▸ Task description
Transcribe verbatim every line from the line containing "Annotation task: mark the tire" to the end of the entries, including both endpoints. Output nothing beyond those lines.

Referring expression data

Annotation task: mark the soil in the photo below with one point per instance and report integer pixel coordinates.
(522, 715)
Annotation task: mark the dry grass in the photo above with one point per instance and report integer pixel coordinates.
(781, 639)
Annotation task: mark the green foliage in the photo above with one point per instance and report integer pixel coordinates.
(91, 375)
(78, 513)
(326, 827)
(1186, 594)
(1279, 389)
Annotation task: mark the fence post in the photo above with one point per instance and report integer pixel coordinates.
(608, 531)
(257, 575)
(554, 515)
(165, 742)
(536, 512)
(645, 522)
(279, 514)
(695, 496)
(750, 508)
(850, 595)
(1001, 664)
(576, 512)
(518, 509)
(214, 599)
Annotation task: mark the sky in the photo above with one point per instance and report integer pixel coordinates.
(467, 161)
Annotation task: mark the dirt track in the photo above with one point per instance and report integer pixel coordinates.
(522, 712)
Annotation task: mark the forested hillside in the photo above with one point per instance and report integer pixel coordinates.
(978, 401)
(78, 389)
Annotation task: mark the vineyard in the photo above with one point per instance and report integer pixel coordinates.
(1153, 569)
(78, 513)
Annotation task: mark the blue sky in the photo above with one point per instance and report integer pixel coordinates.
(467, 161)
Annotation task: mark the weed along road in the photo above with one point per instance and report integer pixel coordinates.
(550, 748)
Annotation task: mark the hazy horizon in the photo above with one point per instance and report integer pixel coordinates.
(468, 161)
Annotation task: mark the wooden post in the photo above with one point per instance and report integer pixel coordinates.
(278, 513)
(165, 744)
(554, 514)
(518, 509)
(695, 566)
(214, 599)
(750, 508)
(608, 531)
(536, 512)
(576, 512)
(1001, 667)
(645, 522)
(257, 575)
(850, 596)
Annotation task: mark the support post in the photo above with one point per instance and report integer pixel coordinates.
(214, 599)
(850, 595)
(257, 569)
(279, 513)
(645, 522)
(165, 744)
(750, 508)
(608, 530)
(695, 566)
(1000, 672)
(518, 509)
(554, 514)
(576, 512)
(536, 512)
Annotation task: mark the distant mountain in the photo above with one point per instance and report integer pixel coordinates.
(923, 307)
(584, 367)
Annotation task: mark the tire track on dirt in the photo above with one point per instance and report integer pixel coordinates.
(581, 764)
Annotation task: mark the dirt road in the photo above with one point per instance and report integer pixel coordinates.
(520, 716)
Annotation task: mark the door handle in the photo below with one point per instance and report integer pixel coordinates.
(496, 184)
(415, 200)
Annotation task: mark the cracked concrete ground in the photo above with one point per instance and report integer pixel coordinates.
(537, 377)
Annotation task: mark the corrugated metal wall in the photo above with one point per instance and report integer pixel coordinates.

▸ Answer section
Annotation task: mark the tire track on dirt in the photo above with one point per instance and report integer pixel coordinates.
(581, 764)
Annotation task: mark the dirt road in the photo above with one point per instance and report integer pixel coordinates.
(520, 716)
Annotation task: mark the door handle in the photo below with one point per instance and report integer pixel coordinates.
(496, 184)
(415, 200)
Annotation task: mark the cracked concrete ground in the photo above with one point per instance and report integer pixel coordinates.
(537, 377)
Annotation task: mark the corrugated metal wall in the photo above with one point per instance and report integer pixel coordinates.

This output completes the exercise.